BEGIN Given records
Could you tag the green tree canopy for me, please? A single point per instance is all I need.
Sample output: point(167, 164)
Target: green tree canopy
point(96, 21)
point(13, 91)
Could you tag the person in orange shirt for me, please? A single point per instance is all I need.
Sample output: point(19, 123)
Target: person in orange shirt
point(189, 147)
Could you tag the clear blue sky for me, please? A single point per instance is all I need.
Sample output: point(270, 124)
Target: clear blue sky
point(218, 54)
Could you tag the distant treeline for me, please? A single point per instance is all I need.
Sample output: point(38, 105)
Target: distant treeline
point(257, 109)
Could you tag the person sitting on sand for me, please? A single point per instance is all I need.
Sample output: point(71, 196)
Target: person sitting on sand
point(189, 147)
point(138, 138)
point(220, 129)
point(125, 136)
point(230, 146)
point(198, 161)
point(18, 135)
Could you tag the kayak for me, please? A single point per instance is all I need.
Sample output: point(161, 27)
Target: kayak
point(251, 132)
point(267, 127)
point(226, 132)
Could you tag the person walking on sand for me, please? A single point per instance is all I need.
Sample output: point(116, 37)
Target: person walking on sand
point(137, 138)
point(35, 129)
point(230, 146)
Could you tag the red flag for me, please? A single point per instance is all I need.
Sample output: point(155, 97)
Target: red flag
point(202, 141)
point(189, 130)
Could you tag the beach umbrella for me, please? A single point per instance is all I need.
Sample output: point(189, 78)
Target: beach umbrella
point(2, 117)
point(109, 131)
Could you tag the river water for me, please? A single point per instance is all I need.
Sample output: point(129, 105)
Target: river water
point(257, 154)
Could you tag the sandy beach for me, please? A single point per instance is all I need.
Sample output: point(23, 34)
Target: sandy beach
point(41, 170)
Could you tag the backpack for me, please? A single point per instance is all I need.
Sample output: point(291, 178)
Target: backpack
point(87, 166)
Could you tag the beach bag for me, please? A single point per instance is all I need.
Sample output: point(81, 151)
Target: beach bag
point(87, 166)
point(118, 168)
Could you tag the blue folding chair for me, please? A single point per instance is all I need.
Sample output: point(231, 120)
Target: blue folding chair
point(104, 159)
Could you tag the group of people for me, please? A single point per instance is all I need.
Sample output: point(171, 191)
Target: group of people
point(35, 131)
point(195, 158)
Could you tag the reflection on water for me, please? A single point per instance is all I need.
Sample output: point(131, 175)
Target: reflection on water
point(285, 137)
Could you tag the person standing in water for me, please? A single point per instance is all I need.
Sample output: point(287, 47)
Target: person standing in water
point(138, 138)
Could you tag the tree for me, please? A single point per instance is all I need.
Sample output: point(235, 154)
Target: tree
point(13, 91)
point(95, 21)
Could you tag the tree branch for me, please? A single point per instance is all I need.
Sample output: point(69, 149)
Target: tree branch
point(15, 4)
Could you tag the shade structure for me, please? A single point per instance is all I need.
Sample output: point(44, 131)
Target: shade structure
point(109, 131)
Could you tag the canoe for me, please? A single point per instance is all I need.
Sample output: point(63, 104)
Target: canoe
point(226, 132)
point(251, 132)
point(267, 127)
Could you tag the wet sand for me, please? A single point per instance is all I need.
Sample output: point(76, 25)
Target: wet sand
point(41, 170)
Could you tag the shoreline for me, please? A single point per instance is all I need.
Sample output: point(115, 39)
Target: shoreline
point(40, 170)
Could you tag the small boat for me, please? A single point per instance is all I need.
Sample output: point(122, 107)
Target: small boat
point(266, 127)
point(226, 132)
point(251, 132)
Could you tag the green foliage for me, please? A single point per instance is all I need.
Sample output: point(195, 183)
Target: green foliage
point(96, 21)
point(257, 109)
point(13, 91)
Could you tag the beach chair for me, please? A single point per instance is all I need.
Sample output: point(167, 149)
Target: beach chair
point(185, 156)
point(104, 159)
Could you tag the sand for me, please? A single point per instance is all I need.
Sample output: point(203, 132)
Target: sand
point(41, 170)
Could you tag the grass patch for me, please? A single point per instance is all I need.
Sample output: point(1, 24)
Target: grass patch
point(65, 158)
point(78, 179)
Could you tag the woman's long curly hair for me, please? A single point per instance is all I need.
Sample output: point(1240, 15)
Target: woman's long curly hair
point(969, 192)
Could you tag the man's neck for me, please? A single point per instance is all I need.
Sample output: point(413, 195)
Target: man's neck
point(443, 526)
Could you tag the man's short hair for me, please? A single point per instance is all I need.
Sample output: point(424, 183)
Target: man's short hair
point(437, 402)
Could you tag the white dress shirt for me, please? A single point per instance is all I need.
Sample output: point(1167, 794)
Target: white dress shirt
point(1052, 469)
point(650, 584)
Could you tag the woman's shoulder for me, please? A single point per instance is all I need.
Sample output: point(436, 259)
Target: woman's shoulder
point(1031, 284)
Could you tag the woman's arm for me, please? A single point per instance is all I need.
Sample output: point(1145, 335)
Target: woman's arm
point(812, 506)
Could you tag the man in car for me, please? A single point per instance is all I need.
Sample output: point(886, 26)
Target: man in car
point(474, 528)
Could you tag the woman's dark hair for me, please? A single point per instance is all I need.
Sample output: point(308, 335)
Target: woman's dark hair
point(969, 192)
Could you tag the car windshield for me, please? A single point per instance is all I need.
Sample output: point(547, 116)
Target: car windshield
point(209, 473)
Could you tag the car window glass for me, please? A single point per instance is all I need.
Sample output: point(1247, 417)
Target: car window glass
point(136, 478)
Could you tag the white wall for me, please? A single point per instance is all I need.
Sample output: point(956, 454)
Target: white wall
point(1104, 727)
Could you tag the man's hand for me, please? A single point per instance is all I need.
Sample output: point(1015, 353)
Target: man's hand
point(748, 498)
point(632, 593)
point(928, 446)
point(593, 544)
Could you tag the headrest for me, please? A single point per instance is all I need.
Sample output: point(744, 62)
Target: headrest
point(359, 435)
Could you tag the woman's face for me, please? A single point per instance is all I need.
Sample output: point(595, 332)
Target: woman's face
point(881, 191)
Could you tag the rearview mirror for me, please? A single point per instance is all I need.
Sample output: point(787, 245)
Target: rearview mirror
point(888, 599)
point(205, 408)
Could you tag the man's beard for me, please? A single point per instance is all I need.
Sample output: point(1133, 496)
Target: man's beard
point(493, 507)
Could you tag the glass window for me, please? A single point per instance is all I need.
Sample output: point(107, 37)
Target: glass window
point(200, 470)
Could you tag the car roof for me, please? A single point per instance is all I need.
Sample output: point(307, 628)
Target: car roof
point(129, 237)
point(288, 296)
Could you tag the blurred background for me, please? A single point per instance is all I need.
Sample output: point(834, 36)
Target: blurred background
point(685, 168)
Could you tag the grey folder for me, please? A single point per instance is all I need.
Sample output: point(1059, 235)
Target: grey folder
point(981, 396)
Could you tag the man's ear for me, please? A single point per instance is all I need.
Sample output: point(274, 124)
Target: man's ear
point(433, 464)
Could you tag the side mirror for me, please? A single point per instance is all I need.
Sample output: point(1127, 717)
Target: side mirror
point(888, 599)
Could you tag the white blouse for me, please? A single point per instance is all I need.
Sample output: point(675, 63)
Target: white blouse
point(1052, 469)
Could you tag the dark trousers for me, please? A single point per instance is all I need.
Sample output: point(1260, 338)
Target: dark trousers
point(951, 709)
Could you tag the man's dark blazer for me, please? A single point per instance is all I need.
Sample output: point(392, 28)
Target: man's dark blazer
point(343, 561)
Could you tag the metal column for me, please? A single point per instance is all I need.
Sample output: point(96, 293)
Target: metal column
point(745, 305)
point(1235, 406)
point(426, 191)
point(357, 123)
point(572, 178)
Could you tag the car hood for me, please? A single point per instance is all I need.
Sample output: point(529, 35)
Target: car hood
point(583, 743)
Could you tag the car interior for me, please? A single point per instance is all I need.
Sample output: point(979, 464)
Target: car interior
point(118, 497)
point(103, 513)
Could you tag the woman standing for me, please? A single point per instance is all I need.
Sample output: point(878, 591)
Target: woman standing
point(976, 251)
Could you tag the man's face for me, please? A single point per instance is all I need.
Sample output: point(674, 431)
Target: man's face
END Given records
= Task to carry out =
Reproduce word for word the material above, beginning with the line that contains "Sample output: point(307, 628)" and ending with the line that contains "Could you tag the man's ear".

= Exercise response =
Sample output: point(307, 628)
Target: car roof
point(129, 237)
point(288, 296)
Could you tag the blurred background for me, please? A single point per instance is all I need.
Sample output: point(834, 36)
Target: blurred background
point(685, 168)
Could you tag the grey folder for me, please? A single point per instance is all I need.
Sample output: point(1059, 235)
Target: grey folder
point(981, 396)
Could you tag the man's ear for me, please? A single point per instance is all I need.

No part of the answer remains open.